- Written exercise
Rewrite all of the lines below, changing every instance of "space-separated" to "whitespace-delimited" and leaving everything else as it stands.
==== Dataset rows ====
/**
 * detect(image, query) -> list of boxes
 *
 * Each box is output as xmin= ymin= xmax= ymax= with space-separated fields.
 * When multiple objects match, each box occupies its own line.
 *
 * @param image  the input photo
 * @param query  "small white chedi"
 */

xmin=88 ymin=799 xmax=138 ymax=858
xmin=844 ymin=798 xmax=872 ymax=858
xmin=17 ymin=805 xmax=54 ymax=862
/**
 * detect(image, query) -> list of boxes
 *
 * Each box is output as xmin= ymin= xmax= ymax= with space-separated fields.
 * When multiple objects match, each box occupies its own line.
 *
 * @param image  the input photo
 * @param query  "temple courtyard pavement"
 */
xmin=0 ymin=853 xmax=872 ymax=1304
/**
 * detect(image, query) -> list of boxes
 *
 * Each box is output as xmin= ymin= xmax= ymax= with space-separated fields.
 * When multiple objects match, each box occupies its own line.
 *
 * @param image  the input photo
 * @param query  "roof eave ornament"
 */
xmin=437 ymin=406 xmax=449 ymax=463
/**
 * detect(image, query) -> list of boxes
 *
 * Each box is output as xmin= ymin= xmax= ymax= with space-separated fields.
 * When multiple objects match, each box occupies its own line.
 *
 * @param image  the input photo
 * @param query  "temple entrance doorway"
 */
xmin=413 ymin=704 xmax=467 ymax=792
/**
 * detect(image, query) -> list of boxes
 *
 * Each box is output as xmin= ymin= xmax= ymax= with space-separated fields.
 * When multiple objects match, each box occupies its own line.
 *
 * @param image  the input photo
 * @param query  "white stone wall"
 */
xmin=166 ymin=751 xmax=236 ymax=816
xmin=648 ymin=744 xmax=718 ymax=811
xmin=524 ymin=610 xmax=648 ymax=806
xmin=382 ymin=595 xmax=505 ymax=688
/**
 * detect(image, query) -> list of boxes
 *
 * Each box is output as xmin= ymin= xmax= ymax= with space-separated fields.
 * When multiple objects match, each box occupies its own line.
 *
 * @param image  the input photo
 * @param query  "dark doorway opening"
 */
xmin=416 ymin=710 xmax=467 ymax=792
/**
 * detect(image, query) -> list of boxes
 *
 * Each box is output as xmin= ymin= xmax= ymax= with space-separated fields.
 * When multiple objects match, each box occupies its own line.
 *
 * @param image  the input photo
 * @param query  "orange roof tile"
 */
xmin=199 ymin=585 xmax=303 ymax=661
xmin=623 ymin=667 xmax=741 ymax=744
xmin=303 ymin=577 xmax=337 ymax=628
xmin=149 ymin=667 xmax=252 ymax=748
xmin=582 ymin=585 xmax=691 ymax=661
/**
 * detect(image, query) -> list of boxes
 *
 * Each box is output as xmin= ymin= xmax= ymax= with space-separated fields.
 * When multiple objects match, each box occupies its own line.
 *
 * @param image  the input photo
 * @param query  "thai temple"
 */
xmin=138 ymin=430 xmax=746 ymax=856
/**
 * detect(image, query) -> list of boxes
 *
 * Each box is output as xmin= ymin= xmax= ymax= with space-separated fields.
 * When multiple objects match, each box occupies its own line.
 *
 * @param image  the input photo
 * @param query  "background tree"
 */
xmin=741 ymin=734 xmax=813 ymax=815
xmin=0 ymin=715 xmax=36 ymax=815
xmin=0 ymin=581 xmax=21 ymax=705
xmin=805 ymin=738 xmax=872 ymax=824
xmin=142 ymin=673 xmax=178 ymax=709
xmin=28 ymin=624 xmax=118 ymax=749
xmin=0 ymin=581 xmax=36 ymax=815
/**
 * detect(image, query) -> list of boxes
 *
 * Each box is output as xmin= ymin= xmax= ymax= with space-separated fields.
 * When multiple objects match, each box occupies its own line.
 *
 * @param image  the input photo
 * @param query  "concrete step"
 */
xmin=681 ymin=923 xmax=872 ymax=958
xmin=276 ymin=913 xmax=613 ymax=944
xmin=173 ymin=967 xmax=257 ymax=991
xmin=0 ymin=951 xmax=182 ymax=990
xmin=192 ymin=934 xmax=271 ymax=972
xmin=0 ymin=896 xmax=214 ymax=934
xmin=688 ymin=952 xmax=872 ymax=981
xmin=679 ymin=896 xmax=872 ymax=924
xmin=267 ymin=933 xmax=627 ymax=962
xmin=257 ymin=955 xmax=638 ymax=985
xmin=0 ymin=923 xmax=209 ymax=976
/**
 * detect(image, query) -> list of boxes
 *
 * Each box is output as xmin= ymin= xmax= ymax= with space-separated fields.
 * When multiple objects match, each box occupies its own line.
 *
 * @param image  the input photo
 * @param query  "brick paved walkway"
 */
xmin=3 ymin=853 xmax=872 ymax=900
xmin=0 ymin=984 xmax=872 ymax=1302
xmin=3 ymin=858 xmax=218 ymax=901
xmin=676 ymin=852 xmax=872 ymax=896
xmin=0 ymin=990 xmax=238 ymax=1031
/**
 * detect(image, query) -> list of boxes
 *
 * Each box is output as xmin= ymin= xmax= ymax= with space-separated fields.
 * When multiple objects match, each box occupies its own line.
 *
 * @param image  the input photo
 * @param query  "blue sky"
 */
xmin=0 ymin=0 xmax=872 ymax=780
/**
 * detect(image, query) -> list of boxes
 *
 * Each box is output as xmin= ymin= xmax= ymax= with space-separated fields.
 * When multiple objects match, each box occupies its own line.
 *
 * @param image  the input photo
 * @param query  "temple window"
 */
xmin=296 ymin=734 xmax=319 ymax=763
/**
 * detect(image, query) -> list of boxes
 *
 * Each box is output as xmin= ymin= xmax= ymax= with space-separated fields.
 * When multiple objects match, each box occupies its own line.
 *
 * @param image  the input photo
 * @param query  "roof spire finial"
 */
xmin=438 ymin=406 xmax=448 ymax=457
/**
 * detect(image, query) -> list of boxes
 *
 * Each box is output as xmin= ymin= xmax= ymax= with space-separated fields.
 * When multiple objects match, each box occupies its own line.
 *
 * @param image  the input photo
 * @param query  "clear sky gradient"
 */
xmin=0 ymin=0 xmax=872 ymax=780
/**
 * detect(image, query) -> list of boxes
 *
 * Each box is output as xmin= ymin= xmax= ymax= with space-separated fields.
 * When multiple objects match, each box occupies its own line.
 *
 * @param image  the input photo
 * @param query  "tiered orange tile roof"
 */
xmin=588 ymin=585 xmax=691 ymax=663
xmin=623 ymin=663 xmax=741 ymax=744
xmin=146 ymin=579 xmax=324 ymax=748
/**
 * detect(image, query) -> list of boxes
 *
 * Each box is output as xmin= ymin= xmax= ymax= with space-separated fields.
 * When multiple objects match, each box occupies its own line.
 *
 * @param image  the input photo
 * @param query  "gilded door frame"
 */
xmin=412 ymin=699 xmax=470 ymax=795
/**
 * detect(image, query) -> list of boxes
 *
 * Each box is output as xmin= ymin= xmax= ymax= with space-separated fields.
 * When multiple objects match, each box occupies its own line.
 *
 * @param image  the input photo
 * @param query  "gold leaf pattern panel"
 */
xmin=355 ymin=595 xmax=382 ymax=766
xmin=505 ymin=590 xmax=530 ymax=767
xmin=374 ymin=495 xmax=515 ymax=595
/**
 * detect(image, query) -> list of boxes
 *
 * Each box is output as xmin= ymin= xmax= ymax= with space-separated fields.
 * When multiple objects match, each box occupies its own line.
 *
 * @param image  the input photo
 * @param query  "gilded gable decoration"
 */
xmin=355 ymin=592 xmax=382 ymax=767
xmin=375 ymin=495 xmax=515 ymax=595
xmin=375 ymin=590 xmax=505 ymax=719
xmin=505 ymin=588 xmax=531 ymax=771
====
- Correct response
/**
 * detect(image, query) -> list of boxes
 *
 * Each box is output as xmin= ymin= xmax= ymax= with whitespace-delimited fields.
 * When multiple objects match, each box occupies its own line.
 *
 * @param image  the input photo
 * @param query  "small white chedi"
 */

xmin=88 ymin=799 xmax=138 ymax=858
xmin=844 ymin=798 xmax=872 ymax=858
xmin=17 ymin=805 xmax=54 ymax=862
/**
 * detect(image, query) -> list of boxes
 *
 * Each box is output as xmin= ymin= xmax= ymax= with whitespace-delimited fields.
 * When multiple objects match, each box occupies its own line.
 *
 * @param image  the input photo
 * @param query  "temple courtyard pavement"
 */
xmin=0 ymin=853 xmax=872 ymax=1304
/**
 * detect(image, query) -> list of boxes
 *
 * Each box is output as xmin= ymin= xmax= ymax= with whitespace-delimited fields.
 * When multiple objects match, each box occupies its own line.
 *
 * @param image  the input photo
 * @param query  "roof eave ornament"
 */
xmin=437 ymin=406 xmax=449 ymax=463
/**
 * detect(image, query) -> list of boxes
 *
 * Each box is output as xmin= ymin= xmax= ymax= with whitespace-delimited fields.
 * When multiple objects match, each box occupies its own line.
 *
 * @param image  the input photo
 * @param query  "temple entrance doorway"
 */
xmin=413 ymin=704 xmax=467 ymax=792
/**
 * detect(image, query) -> list of boxes
 *
 * Each box is output as xmin= ymin= xmax= ymax= with whitespace-delimited fields.
 * When multiple objects match, each box occupies its own line.
 *
 * @param image  the input photo
 * @param query  "white stone wall"
 */
xmin=166 ymin=751 xmax=236 ymax=816
xmin=648 ymin=744 xmax=718 ymax=811
xmin=524 ymin=610 xmax=648 ymax=806
xmin=382 ymin=595 xmax=505 ymax=688
/**
 * detect(image, query) -> list of boxes
 *
 * Each box is output as xmin= ymin= xmax= ymax= with whitespace-delimited fields.
 * When multiple objects match, each box occupies its own line.
 *
 * @param image  the input photo
 * @param query  "dark doorway opening"
 */
xmin=416 ymin=710 xmax=467 ymax=792
/**
 * detect(image, query) -> list of boxes
 *
 * Each box is output as xmin= ymin= xmax= ymax= with whitespace-delimited fields.
 * When multiple objects match, each box occupies its own line.
 *
 * @param image  the input photo
 * @param query  "orange roof tile"
 */
xmin=199 ymin=585 xmax=303 ymax=661
xmin=623 ymin=667 xmax=741 ymax=744
xmin=303 ymin=577 xmax=337 ymax=628
xmin=149 ymin=667 xmax=252 ymax=748
xmin=582 ymin=585 xmax=691 ymax=661
/**
 * detect(image, query) -> list of boxes
 *
 * Each box is output as xmin= ymin= xmax= ymax= with whitespace-delimited fields.
 * When multiple objects match, each box occupies its own line.
 *
 * @param image  the input photo
 * @param query  "thai temple"
 */
xmin=138 ymin=430 xmax=746 ymax=856
/**
 * detect(image, query) -> list of boxes
 *
 * Each box is output as xmin= ymin= xmax= ymax= with whitespace-delimited fields.
 * When multiple objects match, each box occupies its own line.
 *
 * @param image  the input photo
 * @param query  "background tree"
 */
xmin=741 ymin=734 xmax=813 ymax=815
xmin=0 ymin=715 xmax=36 ymax=815
xmin=0 ymin=581 xmax=21 ymax=705
xmin=805 ymin=738 xmax=872 ymax=824
xmin=142 ymin=673 xmax=178 ymax=709
xmin=28 ymin=624 xmax=118 ymax=749
xmin=0 ymin=581 xmax=36 ymax=815
/**
 * detect(image, query) -> list of boxes
 *
 * Each box is output as xmin= ymin= xmax= ymax= with whitespace-delimited fields.
 * When multiple objects match, each box occupies its own line.
 *
 * @param image  the input photo
 * @param query  "concrete step"
 */
xmin=681 ymin=923 xmax=872 ymax=958
xmin=276 ymin=913 xmax=613 ymax=944
xmin=173 ymin=967 xmax=257 ymax=991
xmin=0 ymin=951 xmax=182 ymax=990
xmin=192 ymin=934 xmax=271 ymax=972
xmin=0 ymin=896 xmax=214 ymax=934
xmin=688 ymin=952 xmax=872 ymax=981
xmin=679 ymin=896 xmax=872 ymax=924
xmin=267 ymin=933 xmax=627 ymax=962
xmin=257 ymin=955 xmax=638 ymax=985
xmin=0 ymin=923 xmax=209 ymax=976
/**
 * detect(image, query) -> list of boxes
 *
 * Each box is output as xmin= ymin= xmax= ymax= with whitespace-delimited fields.
 * When multiple objects match, each box occupies its own line.
 *
 * @param image  the input photo
 * @param query  "brick paved walkway"
 */
xmin=3 ymin=853 xmax=872 ymax=900
xmin=0 ymin=984 xmax=872 ymax=1302
xmin=3 ymin=858 xmax=218 ymax=901
xmin=676 ymin=852 xmax=872 ymax=896
xmin=0 ymin=990 xmax=238 ymax=1031
/**
 * detect(image, query) -> list of boxes
 *
 * Each box is output as xmin= ymin= xmax= ymax= with whitespace-delimited fields.
 * When multiple objects match, each box occupies its own line.
 *
 * @param image  the input photo
 * @param query  "blue sky"
 */
xmin=0 ymin=0 xmax=872 ymax=780
/**
 * detect(image, query) -> list of boxes
 *
 * Each box is output as xmin= ymin= xmax= ymax= with whitespace-delimited fields.
 * When multiple objects match, each box occupies its own line.
 *
 * @param image  the input photo
 * @param query  "temple window"
 */
xmin=296 ymin=734 xmax=319 ymax=763
/**
 * detect(image, query) -> list of boxes
 *
 * Each box is output as xmin= ymin= xmax= ymax= with whitespace-delimited fields.
 * When multiple objects match, each box occupies its own line.
 *
 * @param image  the input photo
 * @param query  "roof spire finial"
 */
xmin=438 ymin=406 xmax=448 ymax=457
/**
 * detect(image, query) -> list of boxes
 *
 * Each box is output as xmin= ymin= xmax= ymax= with whitespace-delimited fields.
 * When multiple objects match, each box occupies its own line.
 *
 * @param image  the input photo
 * @param query  "clear sky gradient"
 */
xmin=0 ymin=0 xmax=872 ymax=780
/**
 * detect(image, query) -> list of boxes
 *
 * Each box is output as xmin= ymin= xmax= ymax= with whitespace-delimited fields.
 * When multiple objects match, each box occupies its own line.
 *
 * @param image  the input photo
 * @param query  "tiered orange tile roof"
 */
xmin=588 ymin=585 xmax=691 ymax=663
xmin=623 ymin=663 xmax=741 ymax=744
xmin=146 ymin=579 xmax=324 ymax=748
/**
 * detect(image, query) -> list of boxes
 *
 * Each box is output as xmin= ymin= xmax= ymax= with whitespace-delimited fields.
 * When multiple objects match, each box occupies its own line.
 *
 * @param image  the input photo
 * @param query  "gilded door frame"
 */
xmin=412 ymin=699 xmax=470 ymax=795
/**
 * detect(image, query) -> list of boxes
 *
 * Each box is output as xmin= ymin= xmax= ymax= with whitespace-delimited fields.
 * When multiple objects match, each box occupies its own line.
 *
 * @param image  the input photo
 * @param query  "gold leaf pattern panel"
 */
xmin=355 ymin=595 xmax=382 ymax=766
xmin=505 ymin=590 xmax=530 ymax=767
xmin=374 ymin=495 xmax=515 ymax=595
/**
 * detect(image, query) -> list of boxes
 *
 * Each box is output as xmin= ymin= xmax= ymax= with whitespace-delimited fields.
 * When multiple objects match, each box occupies its own line.
 *
 * @param image  the input photo
 * @param query  "gilded gable decoration"
 */
xmin=355 ymin=592 xmax=382 ymax=767
xmin=375 ymin=495 xmax=515 ymax=595
xmin=375 ymin=590 xmax=505 ymax=719
xmin=505 ymin=588 xmax=531 ymax=771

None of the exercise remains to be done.